**WHAT TO WORK ON**.
All entries below must be reproduced without a single change.

::: DATA SHOWN :::

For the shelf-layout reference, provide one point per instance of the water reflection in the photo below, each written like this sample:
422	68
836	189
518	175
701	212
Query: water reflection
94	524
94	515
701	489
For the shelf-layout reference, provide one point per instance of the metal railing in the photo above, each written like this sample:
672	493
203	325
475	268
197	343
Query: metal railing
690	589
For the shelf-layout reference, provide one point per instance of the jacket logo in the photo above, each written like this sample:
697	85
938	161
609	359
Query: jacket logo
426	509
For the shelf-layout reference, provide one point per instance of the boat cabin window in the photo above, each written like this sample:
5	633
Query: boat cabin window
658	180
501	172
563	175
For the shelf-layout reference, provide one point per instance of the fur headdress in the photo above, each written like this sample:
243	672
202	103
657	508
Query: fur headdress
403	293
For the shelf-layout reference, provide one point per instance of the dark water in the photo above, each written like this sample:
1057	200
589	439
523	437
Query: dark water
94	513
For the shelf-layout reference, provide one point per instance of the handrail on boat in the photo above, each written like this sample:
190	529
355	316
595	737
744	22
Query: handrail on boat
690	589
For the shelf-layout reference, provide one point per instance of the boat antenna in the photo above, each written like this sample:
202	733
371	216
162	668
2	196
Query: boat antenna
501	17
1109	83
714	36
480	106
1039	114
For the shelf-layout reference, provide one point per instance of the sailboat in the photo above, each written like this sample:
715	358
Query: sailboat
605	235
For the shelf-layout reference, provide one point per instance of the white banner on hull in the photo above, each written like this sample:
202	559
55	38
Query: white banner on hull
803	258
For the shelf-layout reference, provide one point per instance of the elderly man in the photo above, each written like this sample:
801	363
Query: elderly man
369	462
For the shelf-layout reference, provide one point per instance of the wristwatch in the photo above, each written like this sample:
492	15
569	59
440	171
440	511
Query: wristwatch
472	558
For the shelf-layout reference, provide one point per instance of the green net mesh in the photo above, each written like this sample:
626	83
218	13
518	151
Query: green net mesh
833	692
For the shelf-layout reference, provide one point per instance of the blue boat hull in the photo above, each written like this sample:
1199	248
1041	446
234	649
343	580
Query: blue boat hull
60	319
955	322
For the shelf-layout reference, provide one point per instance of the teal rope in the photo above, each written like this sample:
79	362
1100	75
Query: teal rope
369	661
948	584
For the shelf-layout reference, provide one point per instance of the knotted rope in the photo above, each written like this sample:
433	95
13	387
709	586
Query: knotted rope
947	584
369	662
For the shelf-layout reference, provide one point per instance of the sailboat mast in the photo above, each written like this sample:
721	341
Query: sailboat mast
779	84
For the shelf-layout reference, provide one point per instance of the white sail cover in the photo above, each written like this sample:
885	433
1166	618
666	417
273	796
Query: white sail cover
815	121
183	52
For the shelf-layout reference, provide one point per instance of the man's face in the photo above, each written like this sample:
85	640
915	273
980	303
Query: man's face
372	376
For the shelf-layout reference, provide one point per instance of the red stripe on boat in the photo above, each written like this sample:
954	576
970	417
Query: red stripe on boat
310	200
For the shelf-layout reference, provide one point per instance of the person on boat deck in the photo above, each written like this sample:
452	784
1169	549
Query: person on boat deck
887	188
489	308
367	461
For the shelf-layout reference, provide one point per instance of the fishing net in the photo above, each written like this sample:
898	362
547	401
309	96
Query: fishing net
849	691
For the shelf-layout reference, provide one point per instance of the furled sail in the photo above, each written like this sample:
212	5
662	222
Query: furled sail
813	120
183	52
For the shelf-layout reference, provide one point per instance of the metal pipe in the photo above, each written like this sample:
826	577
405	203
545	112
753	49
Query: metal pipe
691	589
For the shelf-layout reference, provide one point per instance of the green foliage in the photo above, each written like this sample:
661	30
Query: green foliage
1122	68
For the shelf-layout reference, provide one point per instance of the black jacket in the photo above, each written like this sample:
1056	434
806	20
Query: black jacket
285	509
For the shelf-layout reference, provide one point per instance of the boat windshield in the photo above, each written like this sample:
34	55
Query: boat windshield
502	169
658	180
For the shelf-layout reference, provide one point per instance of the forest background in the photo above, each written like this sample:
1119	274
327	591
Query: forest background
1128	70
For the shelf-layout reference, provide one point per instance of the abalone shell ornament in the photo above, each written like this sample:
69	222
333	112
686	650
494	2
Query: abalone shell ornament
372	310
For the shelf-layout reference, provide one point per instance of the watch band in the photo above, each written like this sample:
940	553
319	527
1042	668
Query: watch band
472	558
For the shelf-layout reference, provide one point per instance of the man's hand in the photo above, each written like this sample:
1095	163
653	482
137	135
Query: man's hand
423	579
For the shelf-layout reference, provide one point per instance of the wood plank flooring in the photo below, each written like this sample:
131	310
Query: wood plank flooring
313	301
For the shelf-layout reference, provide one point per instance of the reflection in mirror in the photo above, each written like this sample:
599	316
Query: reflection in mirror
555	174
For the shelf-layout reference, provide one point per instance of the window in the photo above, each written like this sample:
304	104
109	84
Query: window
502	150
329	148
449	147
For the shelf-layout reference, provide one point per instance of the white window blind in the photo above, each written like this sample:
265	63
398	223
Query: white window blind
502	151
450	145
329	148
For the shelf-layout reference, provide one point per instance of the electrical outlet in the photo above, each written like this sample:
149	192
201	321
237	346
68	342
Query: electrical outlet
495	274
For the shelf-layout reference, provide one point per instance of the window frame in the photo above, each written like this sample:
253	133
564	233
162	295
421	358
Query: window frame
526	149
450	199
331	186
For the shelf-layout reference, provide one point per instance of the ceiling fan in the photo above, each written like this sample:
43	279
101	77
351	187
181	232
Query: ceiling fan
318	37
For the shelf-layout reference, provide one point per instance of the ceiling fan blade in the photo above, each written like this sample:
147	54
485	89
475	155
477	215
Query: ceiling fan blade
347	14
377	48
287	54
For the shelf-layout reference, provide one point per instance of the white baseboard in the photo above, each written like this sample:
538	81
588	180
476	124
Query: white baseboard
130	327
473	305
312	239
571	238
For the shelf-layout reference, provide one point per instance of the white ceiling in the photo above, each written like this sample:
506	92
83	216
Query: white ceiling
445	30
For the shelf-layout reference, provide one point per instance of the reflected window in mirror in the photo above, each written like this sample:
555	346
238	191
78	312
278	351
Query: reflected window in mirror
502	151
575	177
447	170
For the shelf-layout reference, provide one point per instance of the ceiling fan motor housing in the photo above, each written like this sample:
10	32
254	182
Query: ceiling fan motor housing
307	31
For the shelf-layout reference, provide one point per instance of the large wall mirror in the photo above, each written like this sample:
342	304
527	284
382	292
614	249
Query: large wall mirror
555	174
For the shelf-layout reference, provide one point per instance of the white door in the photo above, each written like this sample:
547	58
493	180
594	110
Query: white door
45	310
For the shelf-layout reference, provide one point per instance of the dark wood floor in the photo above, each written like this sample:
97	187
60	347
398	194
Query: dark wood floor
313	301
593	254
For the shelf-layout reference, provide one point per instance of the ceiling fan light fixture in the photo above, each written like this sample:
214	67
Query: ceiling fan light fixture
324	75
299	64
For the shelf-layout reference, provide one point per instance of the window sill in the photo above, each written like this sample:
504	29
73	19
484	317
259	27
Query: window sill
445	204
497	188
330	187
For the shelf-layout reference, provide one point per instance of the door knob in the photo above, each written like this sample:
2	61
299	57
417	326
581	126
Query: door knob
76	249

:::

**PROBLEM SOLUTION**.
For the shelf-layout reference, provide one point per instance of the water reflection in the photo below, each written like this sample:
422	68
836	189
518	175
701	212
Query: water reflection
94	524
94	515
701	489
For the shelf-layout reference, provide one point per instance of the metal railing in the photo above, each written like this sample:
672	493
203	325
475	268
197	343
Query: metal railing
690	589
For the shelf-layout reference, provide one point per instance of the jacket logo in the photo above, each written like this sample:
697	85
938	161
609	359
Query: jacket logo
426	509
For the shelf-layout reference, provide one point per instance of the boat cabin window in the photo above, each written like this sample:
5	633
Query: boat cabin window
658	180
501	172
563	175
For the shelf-layout reference, provide one point per instance of the fur headdress in the photo above, each written like this sample:
243	672
202	103
657	508
Query: fur headdress
403	293
For the shelf-layout reference, provide one point per instance of the dark water in the photo above, each written like this sample:
1057	200
589	439
523	437
Query: dark water
94	513
For the shelf-layout reference, provide one point per instance of the handrail on boat in the photo above, each written like this sample:
190	529
355	316
595	737
744	22
Query: handrail on boat
690	589
For the shelf-layout reference, provide one point per instance of the boat antenna in the photo above, each written like this sample:
202	733
371	216
162	668
2	196
Query: boat antenna
501	17
1109	83
714	36
480	106
1039	114
For the shelf-layout reference, provide one point per instance of the sailboat in the photo above, each written like this sample:
715	358
Query: sailboat
605	235
For the shelf-layout reference, provide one point per instance of the white banner on hull in the photo above, each written like this sample:
202	559
55	38
Query: white banner on hull
803	258
For the shelf-layout reference, provide one point per instance of the elderly man in the photo above, each written like this sample:
801	363
Query: elderly man
369	462
For the shelf-layout reference, provide one point per instance of the wristwatch in the photo above, each written like this sample:
492	15
569	59
440	171
440	511
Query: wristwatch
472	558
For the shelf-layout reference, provide one point per instance of the green net mesh in the photo above, each written like this sample:
626	83
218	13
518	151
Query: green net mesh
833	692
For the shelf-layout reference, provide one point per instance of the blue boat hull in the photo above, each written like this sample:
1199	248
1041	446
234	649
343	580
Query: blue boat hull
60	319
955	322
For the shelf-layout reference, provide one point per instance of the teal rope in the photo above, each written like this sample:
79	362
1100	75
Query: teal rope
369	661
948	584
For the shelf-layout reference, provide one point per instance of the knotted rope in the photo above, each written like this sample:
433	95
13	387
709	586
Query: knotted rope
947	584
369	662
For the shelf-layout reference, provide one point per instance of the sailboat mast in the photo above, each written like this sample:
721	341
Query: sailboat mast
779	84
For the shelf-layout reference, provide one point per instance of the white sail cover in the photo above, each written like this sample:
885	433
1166	618
666	417
273	796
Query: white sail cover
815	121
183	52
For the shelf-layout reference, provide one point per instance of the man's face in the photo above, each written like this sample:
85	640
915	273
980	303
Query: man's face
372	376
For the shelf-layout reference, provide one point per instance of the red stripe on boat in the photo above, each written like this sample:
954	576
970	417
Query: red stripe on boat
310	200
For the shelf-layout reference, provide one point per instance of the person on boat deck in the photo above, each written like this sample:
452	784
1169	549
Query: person on boat deck
887	188
489	308
367	461
For the shelf-layout reference, provide one point per instance of the fishing net in the photo above, each written like this sample:
898	362
547	401
309	96
Query: fishing net
849	691
For the shelf-layout reference, provide one point per instance of the furled sail in the photo above, each written like this sample:
212	5
662	222
Query: furled sail
813	120
183	52
For the shelf-layout reference, provide one point per instance of the metal pipe in the photo above, each written like this sample:
826	577
405	203
545	112
753	49
Query: metal pipe
691	589
For the shelf-layout reference, provide one point per instance of the green foliage in the photo above, each written like this sample:
661	30
Query: green foliage
1122	68
For the shelf-layout reference, provide one point per instance of the black jacket in the photo above, each written like this sample:
1056	434
806	20
Query: black jacket
285	509
For the shelf-layout reference, provide one point per instance of the boat windshield in the photo above, each written like this sample:
34	55
Query: boat windshield
502	169
658	180
For the shelf-layout reference, provide one point per instance of the forest background in the photo above, each written like this sample:
1119	274
327	591
Query: forest background
1128	70
For the shelf-layout reference, provide one point per instance of the abalone shell ornament in the photo above, each written like this sample:
69	222
333	112
686	650
494	2
Query: abalone shell ornament
372	310
For the shelf-layout reference, provide one point per instance of the watch band in the photo above, each written like this sample:
940	553
319	527
1042	668
Query: watch band
472	558
For the shelf-layout reference, provide one point per instance of the man's hand in the photo above, each written like this sample:
1095	163
653	482
137	135
Query: man's hand
423	579
For the shelf-layout reference, provide one point per instance of the wood plank flooring in the photo below, each written like this sample:
131	310
Query: wood plank flooring
313	301
For the shelf-layout reference, provide one point per instance of the reflection in mirror in the photo above, each written like this sample:
599	316
Query: reflection in mirror
555	174
For the shelf-layout reference, provide one point per instance of the window in the photo above, each written like this sample:
304	104
109	84
Query: window
502	150
329	148
449	147
For the shelf-layout reference, provide one point per instance of the white window blind in the photo above, each written like this sample:
265	63
398	223
Query: white window blind
502	151
450	145
329	148
For the shelf-layout reference, provide one point per instance of the electrical outlet in the photo above, each written like this sample:
149	192
201	321
237	346
68	342
Query: electrical outlet
495	274
For the shelf-layout reference, provide one point per instance of the window frame in the photo above, each written like this sample:
253	133
564	233
162	295
421	358
Query: window frame
526	149
450	199
331	186
For the shelf-layout reference, provide one point per instance of the ceiling fan in the photo above, each written like this sample:
43	279
101	77
351	187
181	232
Query: ceiling fan
318	37
For the shelf-layout reference, provide one point per instance of the ceiling fan blade in the photo above, each written like this sample:
147	54
485	89
475	155
477	215
Query: ceiling fan blade
347	14
377	48
287	54
For the shelf-layout reference, provide one point per instance of the white baseboard in the photo above, each written like this sample:
538	81
588	180
476	124
Query: white baseboard
130	327
473	305
312	239
571	238
For the shelf-layout reference, provide one point per instance of the white ceiling in the photo above, each written like this sample:
506	92
83	216
Query: white ceiling
445	30
For the shelf-layout reference, provide one point per instance of the reflected window in mirror in the photo above, each written like this sample:
555	346
238	191
78	312
278	351
Query: reflected window in mirror
502	151
575	177
447	170
For the shelf-layout reference, provide one point per instance of the ceiling fan motor housing in the photo above, each written like this sample:
10	32
254	182
Query: ceiling fan motor housing
307	31
For the shelf-layout reference, provide one point per instance of the large wall mirror in the photo above, each written like this sample:
342	304
527	284
382	292
614	249
Query: large wall mirror
555	174
For the shelf-layout reference, provide one point per instance of the white door in the photo above, each written like this sample:
547	58
493	180
594	110
Query: white door
45	310
For the shelf-layout reference, provide one point per instance of the dark wood floor in the photo above, each written like this sample:
97	187
60	347
398	194
Query: dark wood floor
313	301
593	254
For the shelf-layout reference, provide one point per instance of the ceiling fan light fixture in the photo above, each written like this sample:
214	67
Query: ceiling fan light fixture
324	75
299	64
For the shelf-layout reference, provide one point per instance of the window sill in the photo above, each written like this sample:
504	29
73	19
484	317
259	27
Query: window sill
445	204
497	188
330	187
For the shelf-layout reference, provide one point per instance of the door knob in the photo above, each written like this sample:
2	61
299	57
417	326
581	126
Query: door knob
76	249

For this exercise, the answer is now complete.